---- EXERCISE MATERIAL
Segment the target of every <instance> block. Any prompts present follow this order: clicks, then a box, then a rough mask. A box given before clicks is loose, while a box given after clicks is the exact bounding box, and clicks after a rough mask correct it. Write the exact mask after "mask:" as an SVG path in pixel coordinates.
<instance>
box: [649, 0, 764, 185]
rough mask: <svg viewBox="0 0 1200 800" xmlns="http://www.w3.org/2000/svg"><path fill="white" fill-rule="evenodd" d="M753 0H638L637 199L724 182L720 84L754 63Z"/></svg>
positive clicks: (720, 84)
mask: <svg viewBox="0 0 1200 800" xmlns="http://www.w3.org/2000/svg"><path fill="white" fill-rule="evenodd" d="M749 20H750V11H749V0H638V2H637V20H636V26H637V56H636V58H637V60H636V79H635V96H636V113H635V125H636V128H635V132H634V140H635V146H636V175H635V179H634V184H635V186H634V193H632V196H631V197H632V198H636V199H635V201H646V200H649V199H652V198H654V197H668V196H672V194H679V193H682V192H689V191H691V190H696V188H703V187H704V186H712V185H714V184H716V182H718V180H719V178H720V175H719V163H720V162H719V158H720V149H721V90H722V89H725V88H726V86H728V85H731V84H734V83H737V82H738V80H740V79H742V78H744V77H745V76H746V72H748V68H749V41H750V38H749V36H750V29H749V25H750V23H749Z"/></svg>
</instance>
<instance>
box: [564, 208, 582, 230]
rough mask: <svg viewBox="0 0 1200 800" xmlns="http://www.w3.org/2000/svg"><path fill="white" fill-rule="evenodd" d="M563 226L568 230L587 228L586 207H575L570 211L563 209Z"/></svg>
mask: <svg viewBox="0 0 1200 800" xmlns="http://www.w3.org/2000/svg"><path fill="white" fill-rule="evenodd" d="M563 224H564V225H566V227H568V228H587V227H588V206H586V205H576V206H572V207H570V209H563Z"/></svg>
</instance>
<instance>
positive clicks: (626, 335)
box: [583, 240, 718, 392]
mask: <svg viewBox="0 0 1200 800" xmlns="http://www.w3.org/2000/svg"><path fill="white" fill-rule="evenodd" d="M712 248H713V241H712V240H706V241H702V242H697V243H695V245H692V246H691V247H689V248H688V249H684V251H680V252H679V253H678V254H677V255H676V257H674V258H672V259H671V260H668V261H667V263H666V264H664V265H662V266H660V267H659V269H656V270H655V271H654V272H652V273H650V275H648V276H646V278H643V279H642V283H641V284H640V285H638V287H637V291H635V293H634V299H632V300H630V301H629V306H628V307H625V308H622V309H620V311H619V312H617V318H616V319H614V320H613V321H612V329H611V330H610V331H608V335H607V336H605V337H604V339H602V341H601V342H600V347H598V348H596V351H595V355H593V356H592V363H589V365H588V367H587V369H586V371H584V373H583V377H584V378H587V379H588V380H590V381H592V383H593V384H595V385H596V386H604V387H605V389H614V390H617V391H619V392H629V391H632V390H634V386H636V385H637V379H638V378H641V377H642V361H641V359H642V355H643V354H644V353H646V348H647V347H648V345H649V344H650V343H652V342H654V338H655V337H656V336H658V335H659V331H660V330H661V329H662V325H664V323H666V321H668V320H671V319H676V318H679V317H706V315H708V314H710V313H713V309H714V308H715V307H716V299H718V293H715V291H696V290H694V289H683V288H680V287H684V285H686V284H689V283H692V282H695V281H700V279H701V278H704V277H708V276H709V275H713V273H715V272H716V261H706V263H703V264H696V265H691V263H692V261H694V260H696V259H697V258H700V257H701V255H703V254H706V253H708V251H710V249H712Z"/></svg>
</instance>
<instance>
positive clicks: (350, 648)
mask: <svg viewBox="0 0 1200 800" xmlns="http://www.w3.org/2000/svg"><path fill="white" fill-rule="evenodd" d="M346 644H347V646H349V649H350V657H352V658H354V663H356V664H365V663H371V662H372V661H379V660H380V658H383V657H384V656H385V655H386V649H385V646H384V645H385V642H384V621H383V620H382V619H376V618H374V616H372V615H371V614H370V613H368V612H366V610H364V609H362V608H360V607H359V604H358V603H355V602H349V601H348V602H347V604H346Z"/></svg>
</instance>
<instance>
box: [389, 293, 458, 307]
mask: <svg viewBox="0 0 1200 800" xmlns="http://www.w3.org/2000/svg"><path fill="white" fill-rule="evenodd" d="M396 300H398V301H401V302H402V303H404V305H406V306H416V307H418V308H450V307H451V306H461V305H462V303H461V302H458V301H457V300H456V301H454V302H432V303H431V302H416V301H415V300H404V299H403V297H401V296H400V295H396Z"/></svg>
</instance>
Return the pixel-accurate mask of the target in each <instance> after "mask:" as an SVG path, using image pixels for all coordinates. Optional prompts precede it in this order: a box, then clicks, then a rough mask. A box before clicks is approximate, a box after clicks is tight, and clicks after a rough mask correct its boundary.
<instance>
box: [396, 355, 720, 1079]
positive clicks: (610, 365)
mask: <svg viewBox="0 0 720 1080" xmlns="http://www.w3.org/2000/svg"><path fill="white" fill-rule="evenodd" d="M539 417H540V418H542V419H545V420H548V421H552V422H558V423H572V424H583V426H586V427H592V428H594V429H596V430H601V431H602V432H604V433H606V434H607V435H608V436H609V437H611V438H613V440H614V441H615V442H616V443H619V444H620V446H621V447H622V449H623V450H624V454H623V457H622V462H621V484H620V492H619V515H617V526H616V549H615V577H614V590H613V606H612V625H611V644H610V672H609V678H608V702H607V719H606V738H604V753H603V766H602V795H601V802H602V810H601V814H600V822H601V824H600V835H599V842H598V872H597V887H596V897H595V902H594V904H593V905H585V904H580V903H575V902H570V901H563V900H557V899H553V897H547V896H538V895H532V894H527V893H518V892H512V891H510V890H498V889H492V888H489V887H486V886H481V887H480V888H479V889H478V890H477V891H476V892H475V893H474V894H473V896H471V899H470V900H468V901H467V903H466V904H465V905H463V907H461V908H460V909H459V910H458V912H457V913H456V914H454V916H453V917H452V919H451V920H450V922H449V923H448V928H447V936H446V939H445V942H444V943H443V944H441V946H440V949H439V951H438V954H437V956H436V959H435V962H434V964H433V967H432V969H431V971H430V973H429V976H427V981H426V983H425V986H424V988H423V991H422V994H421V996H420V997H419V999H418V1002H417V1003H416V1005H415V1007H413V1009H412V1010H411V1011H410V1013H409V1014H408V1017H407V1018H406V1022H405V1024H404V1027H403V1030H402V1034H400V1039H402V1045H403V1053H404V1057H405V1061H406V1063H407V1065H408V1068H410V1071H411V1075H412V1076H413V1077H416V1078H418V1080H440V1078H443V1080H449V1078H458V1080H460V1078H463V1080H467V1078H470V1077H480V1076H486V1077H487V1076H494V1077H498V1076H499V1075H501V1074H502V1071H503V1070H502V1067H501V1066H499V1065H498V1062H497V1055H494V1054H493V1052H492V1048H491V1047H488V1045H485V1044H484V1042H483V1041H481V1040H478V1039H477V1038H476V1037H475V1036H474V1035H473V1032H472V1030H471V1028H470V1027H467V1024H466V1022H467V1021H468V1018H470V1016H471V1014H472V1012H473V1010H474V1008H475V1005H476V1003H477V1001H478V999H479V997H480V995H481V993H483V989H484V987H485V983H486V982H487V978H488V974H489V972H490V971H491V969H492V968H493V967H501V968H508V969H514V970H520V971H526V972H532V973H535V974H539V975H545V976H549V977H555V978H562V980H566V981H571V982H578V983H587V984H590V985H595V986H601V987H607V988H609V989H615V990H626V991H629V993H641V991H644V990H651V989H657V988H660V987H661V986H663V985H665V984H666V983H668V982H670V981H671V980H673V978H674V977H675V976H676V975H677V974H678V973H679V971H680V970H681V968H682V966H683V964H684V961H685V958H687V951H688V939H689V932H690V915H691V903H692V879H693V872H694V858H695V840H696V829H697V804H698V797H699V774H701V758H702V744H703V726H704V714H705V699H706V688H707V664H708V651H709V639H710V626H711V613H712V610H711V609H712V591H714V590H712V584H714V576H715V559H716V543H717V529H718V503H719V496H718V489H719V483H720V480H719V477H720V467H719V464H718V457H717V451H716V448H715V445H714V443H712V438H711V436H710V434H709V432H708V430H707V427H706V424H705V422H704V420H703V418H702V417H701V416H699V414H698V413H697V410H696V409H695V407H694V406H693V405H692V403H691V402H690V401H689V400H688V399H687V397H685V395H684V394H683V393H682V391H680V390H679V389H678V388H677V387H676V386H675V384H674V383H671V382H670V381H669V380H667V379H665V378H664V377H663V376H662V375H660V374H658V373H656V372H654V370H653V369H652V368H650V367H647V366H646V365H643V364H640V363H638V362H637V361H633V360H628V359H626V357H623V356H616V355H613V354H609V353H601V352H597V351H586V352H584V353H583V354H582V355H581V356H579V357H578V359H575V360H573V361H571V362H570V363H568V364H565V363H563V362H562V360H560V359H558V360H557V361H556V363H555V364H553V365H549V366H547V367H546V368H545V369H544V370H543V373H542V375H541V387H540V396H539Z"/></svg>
--------
EXERCISE BRIEF » Starting at the top of the records and ending with the line that contains "box: [649, 0, 764, 185]", rewrite those lines with "exact" changed to "tight" and everything else left as it is.

ANSWER FOR THE TASK »
Segment the target of every <instance> block. Any prompts present follow this order: clicks, then a box, then a rough mask. A box given before clicks is loose, while a box given after clicks is the tight bounding box, and clicks after a rough mask correct it. Write the tight mask after "mask:" as an SVG path in pixel coordinates.
<instance>
box: [649, 0, 764, 185]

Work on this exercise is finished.